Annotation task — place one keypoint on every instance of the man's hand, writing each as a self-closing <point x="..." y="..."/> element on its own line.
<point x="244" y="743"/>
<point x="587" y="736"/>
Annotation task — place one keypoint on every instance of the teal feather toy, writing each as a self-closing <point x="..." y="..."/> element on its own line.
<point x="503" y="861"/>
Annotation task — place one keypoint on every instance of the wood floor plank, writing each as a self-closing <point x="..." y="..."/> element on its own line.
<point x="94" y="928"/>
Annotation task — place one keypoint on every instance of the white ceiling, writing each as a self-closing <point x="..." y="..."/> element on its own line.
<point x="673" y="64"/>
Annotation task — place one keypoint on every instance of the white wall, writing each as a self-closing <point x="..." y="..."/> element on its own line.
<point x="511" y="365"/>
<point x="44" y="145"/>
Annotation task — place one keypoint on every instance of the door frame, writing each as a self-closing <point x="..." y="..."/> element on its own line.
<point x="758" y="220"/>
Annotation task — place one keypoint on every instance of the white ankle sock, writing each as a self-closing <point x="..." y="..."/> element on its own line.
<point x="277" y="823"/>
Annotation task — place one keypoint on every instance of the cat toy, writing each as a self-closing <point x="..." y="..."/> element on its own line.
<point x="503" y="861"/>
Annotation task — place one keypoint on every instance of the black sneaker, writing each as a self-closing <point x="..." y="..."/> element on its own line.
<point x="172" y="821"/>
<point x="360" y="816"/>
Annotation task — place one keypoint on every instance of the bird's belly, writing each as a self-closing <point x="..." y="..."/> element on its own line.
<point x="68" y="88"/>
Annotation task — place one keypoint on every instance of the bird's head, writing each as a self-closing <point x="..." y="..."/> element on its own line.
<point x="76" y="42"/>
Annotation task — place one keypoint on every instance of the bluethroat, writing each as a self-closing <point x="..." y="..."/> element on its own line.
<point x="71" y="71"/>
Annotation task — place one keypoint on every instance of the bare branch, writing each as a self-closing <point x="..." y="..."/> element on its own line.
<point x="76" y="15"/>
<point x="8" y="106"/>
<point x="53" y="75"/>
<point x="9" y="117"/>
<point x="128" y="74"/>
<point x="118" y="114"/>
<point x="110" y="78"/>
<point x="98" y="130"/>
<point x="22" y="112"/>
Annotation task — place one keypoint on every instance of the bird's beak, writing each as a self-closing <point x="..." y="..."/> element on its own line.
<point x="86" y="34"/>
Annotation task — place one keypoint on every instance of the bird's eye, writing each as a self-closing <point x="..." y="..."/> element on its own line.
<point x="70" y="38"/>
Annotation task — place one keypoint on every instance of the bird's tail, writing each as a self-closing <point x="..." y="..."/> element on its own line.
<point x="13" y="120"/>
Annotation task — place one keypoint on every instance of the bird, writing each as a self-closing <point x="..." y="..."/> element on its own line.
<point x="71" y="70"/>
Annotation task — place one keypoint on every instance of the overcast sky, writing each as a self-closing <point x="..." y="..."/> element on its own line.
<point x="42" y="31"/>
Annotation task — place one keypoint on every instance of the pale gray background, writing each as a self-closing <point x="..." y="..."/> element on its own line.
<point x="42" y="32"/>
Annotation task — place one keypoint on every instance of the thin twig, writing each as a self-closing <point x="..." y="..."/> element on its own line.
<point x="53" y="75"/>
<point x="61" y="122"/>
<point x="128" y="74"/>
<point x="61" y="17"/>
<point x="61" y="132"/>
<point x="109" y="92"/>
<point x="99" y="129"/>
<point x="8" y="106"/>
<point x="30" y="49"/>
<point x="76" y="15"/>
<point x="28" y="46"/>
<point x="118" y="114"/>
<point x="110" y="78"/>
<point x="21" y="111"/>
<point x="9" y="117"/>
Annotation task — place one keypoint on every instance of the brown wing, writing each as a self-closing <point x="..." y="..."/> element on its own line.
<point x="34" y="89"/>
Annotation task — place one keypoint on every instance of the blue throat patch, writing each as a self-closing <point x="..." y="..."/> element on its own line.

= = =

*PROBLEM TO SOLVE*: Each entry above is to be returned exactly as given.

*SOLUTION FOR THIS EXERCISE*:
Annotation task — place one keypoint on every instance of the man's hand, writing each as a self-closing <point x="..." y="..."/> element on its own line.
<point x="244" y="743"/>
<point x="587" y="736"/>
Annotation task — place one keypoint on every instance of the teal feather toy, writing each as a self-closing <point x="..." y="..."/> element on its own line.
<point x="503" y="861"/>
Annotation task — place one keypoint on every instance of the wood floor plank, writing each as a self-closing <point x="..." y="..."/> element on its own line.
<point x="94" y="928"/>
Annotation task — place one keypoint on every instance of the white ceiling, writing each as a self-closing <point x="..." y="..."/> element on its own line.
<point x="673" y="64"/>
Annotation task — place one keypoint on every instance of the white wall, writing each as a self-closing <point x="..." y="..."/> element on its own line.
<point x="511" y="365"/>
<point x="44" y="145"/>
Annotation task — place one keypoint on every instance of the door frame, writing each as a self-closing <point x="..." y="..."/> element on its own line.
<point x="758" y="220"/>
Annotation task — place one keypoint on every instance of the white ankle sock, writing each as a self-closing <point x="..." y="..."/> element on its own line.
<point x="277" y="823"/>
Annotation task — place one keypoint on every instance of the cat toy, writing each as a self-closing <point x="..." y="..."/> element on its own line.
<point x="503" y="861"/>
Annotation task — place one keypoint on every instance of the black sneaker, writing each as a self-closing <point x="..." y="..."/> element on its own line.
<point x="172" y="821"/>
<point x="360" y="816"/>
Annotation task — place one keypoint on every instance of the bird's belly, writing each as a self-closing <point x="..." y="..."/> element on its own line.
<point x="68" y="88"/>
Annotation task — place one keypoint on every instance of the bird's head, writing each as a self-closing <point x="..." y="..."/> element on its own line.
<point x="76" y="42"/>
Annotation task — place one keypoint on every instance of the bluethroat, writing each as a self-closing <point x="..." y="..."/> element on its own line.
<point x="71" y="71"/>
Annotation task — place one keypoint on every instance of the bare branch, writing each as a self-closing <point x="..." y="..."/> element on its own line.
<point x="76" y="15"/>
<point x="8" y="106"/>
<point x="53" y="75"/>
<point x="9" y="117"/>
<point x="128" y="74"/>
<point x="118" y="114"/>
<point x="110" y="78"/>
<point x="98" y="130"/>
<point x="22" y="112"/>
Annotation task — place one keypoint on every instance of the bird's beak, writing each as a self-closing <point x="..." y="..."/> element on its own line.
<point x="86" y="34"/>
Annotation task — place one keypoint on every instance of the bird's eye, writing each as a self-closing <point x="..." y="..."/> element on its own line.
<point x="70" y="38"/>
Annotation task — place one keypoint on every instance of the bird's tail, writing each as a self-closing <point x="..." y="..."/> element on its own line.
<point x="13" y="120"/>
Annotation task — place one keypoint on every instance of the bird, writing each as a self-closing <point x="..." y="..."/> element on its own line.
<point x="71" y="70"/>
Annotation task — place one keypoint on every instance of the overcast sky, writing each as a self-closing <point x="..." y="..."/> element on its own line.
<point x="42" y="31"/>
Annotation task — place one keypoint on every instance of the pale gray background, writing each as a self-closing <point x="..." y="..."/> element on its own line.
<point x="42" y="32"/>
Annotation task — place one keypoint on every instance of the thin twig, writing each as a self-closing <point x="..." y="..."/> element on its own line.
<point x="53" y="75"/>
<point x="61" y="122"/>
<point x="128" y="74"/>
<point x="61" y="17"/>
<point x="61" y="132"/>
<point x="109" y="92"/>
<point x="99" y="129"/>
<point x="8" y="106"/>
<point x="30" y="49"/>
<point x="76" y="15"/>
<point x="28" y="46"/>
<point x="118" y="114"/>
<point x="110" y="78"/>
<point x="21" y="111"/>
<point x="9" y="117"/>
Annotation task — place one keypoint on every instance of the brown wing, writing each as a self-closing <point x="..." y="..."/> element on its own line.
<point x="34" y="89"/>
Annotation task — place one keypoint on every instance of the blue throat patch, writing each as a self-closing <point x="..." y="..."/> element on its own line.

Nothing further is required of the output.